Document text:
BEGIN
NGC 6067 is an open cluster in the constellation Norma. It is located to the north of Kappa Normae, with an angular diameter of 12. Visible to the naked eye in dark skies, it is best observed with binoculars or a small telescope, and a 12-inch aperture telescope will reveal about 250 stars. Discovered by James Dunlop in 1826, it has been described by John Herschel as "a most superbly rich and large cluster" and by Stephen James O'Meara as "one of the sky's most stunning open star clusters". Its brightest stars have an apparent magnitude of around 8. There are 84 member stars with an apparent magnitude brighter than 12.
END
The data:
BEGIN
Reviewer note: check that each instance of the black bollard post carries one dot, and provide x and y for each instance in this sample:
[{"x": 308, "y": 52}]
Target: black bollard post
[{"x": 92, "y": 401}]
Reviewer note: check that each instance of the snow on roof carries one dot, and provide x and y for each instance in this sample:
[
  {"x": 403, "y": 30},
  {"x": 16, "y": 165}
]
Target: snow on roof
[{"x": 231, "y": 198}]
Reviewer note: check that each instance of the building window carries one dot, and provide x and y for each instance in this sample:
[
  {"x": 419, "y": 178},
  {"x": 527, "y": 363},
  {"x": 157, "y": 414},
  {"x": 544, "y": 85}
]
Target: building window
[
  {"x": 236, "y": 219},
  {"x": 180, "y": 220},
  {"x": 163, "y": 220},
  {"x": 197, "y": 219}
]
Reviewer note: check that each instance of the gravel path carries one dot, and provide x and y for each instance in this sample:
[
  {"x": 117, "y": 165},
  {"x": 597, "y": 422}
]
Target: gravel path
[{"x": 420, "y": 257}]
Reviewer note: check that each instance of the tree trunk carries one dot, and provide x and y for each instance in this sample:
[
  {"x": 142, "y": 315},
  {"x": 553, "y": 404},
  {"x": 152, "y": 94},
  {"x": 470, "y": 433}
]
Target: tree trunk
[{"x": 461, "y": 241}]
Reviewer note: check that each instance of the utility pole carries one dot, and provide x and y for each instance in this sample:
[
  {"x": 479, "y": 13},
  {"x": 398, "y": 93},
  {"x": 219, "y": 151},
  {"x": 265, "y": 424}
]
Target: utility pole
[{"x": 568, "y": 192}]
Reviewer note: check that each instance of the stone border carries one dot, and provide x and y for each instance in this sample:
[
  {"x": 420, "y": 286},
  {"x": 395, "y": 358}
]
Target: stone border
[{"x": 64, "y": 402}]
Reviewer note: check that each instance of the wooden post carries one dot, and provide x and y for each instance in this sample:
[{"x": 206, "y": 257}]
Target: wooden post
END
Assignment A:
List every person named in the NGC 6067 passage.
Assignment B:
Copy the NGC 6067 passage word for word between "NGC 6067 is" and "brighter than 12.", inclusive.
Assignment C:
In the NGC 6067 passage, how many member stars are brighter than apparent magnitude 12?
The items come from a different source than the NGC 6067 passage.

Written response A:
James Dunlop, John Herschel, Stephen James O'Meara

Written response B:
NGC 6067 is an open cluster in the constellation Norma. It is located to the north of Kappa Normae, with an angular diameter of 12. Visible to the naked eye in dark skies, it is best observed with binoculars or a small telescope, and a 12-inch aperture telescope will reveal about 250 stars. Discovered by James Dunlop in 1826, it has been described by John Herschel as "a most superbly rich and large cluster" and by Stephen James O'Meara as "one of the sky's most stunning open star clusters". Its brightest stars have an apparent magnitude of around 8. There are 84 member stars with an apparent magnitude brighter than 12.

Written response C:
84